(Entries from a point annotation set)
— Start —

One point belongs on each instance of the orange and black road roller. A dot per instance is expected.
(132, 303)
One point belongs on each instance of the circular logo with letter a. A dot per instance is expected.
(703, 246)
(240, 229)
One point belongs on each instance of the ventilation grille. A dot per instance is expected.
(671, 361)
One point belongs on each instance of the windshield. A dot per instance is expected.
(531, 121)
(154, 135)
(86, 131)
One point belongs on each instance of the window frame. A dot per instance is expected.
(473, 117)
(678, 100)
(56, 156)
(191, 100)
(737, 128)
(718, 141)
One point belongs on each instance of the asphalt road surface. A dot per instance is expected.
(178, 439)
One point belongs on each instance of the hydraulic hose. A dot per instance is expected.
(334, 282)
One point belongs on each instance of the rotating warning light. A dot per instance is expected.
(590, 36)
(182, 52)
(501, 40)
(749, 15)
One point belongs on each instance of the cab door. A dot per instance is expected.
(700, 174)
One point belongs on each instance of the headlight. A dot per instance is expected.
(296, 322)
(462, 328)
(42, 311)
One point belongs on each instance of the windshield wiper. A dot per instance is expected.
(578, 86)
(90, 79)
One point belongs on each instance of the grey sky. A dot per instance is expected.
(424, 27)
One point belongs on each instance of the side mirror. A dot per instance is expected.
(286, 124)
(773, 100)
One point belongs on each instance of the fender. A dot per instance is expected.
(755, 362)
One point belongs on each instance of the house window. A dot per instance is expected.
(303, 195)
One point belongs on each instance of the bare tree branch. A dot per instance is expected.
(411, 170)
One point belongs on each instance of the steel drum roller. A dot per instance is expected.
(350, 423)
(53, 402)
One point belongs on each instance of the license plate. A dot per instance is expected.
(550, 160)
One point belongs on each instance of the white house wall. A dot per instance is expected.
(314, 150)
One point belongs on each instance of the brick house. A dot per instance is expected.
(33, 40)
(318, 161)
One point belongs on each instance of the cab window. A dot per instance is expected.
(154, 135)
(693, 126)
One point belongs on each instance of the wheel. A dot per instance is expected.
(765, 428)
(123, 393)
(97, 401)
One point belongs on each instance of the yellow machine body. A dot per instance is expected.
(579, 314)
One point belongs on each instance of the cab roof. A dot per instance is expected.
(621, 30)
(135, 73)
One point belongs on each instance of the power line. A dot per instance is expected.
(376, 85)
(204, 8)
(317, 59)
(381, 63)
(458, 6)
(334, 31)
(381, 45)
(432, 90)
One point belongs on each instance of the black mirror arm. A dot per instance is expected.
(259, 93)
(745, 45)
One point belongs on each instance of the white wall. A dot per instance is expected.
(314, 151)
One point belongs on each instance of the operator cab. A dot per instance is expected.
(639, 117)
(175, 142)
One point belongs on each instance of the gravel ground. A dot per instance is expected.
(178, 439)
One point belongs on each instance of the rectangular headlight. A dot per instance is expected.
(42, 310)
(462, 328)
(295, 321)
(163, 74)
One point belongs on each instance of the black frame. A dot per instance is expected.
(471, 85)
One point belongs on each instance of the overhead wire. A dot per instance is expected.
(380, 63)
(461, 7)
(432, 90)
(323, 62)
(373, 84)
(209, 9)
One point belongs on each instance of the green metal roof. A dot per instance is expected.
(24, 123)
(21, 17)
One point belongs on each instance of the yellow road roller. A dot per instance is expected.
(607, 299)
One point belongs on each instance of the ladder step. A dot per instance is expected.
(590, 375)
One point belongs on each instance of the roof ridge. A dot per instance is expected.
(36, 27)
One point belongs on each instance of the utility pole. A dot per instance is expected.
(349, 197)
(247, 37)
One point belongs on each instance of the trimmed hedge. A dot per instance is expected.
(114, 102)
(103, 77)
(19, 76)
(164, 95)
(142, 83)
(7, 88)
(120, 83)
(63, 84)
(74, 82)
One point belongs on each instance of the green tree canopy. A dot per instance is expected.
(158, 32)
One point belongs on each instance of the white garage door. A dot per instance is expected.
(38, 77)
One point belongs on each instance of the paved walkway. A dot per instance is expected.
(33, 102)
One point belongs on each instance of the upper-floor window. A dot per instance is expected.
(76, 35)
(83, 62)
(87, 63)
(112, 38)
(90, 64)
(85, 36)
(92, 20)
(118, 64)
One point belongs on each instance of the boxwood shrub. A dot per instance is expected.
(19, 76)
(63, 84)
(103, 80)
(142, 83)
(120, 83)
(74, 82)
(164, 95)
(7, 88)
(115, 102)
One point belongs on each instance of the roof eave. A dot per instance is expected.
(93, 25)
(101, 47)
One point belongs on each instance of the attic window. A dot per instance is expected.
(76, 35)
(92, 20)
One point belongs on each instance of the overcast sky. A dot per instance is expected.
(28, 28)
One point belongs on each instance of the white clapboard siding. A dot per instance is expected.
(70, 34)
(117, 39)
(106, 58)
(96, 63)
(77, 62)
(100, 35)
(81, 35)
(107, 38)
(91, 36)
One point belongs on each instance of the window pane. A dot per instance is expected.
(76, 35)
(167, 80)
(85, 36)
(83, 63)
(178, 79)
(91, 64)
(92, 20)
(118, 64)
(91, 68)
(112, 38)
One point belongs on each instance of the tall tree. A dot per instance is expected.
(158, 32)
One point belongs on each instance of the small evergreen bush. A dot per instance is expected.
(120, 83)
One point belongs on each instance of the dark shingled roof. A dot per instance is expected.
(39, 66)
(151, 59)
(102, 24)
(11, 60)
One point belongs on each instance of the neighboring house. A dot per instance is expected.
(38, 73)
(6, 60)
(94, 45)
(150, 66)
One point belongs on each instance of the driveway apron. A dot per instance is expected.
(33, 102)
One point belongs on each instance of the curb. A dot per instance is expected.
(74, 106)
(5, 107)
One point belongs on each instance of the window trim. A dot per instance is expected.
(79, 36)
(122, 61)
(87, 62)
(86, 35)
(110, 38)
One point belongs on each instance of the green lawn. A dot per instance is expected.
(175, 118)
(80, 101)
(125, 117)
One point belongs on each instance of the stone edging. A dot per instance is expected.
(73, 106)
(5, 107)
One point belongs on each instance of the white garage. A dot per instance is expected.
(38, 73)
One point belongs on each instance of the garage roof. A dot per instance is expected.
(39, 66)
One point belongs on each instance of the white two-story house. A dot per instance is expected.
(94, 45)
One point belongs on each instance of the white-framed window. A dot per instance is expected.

— End —
— Start —

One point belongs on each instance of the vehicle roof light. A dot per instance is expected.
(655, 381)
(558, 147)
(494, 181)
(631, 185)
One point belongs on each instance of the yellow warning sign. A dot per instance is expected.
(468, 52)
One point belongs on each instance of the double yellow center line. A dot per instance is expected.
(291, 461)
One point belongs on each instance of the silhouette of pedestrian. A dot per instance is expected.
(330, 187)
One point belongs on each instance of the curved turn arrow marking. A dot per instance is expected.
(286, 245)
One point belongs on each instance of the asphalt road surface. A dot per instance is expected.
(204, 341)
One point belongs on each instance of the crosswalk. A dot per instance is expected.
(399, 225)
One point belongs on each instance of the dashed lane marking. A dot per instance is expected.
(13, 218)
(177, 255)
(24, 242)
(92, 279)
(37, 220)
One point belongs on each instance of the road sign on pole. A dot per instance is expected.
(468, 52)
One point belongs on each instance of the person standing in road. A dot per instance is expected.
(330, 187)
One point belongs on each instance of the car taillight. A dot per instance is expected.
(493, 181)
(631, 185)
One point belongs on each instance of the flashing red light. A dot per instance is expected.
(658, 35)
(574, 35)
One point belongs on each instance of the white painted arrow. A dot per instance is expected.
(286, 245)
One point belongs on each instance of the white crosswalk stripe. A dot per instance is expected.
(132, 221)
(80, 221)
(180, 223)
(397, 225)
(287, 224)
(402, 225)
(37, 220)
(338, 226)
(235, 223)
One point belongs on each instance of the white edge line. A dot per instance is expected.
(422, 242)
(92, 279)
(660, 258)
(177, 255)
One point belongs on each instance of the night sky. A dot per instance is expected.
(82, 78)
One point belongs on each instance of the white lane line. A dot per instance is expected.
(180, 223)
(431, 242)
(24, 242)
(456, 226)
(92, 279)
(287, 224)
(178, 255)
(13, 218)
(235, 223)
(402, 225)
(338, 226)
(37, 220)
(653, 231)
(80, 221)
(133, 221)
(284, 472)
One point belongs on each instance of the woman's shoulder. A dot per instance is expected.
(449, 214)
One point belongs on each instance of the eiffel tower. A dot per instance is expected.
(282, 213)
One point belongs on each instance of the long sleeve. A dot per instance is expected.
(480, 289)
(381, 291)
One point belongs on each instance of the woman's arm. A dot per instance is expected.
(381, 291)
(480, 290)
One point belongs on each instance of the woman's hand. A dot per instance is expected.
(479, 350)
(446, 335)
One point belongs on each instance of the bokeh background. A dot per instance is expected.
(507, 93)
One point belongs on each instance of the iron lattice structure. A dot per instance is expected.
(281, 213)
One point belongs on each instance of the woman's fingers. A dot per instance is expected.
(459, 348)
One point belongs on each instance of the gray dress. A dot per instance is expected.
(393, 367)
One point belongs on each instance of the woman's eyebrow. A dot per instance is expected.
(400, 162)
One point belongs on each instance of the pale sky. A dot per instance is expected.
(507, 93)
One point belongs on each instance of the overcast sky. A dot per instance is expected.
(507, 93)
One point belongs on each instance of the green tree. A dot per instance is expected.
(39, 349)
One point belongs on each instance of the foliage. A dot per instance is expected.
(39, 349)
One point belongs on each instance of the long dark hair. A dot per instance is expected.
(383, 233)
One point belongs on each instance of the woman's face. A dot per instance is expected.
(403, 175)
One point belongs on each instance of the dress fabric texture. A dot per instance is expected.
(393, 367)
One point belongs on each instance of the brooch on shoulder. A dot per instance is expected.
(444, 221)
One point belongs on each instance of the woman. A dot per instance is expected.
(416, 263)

— End —

#### DIRECTIVE
How many lines in the entries above contain the string "mirror", with case counting? Reply with the number alone.

#### FINISHED TASK
2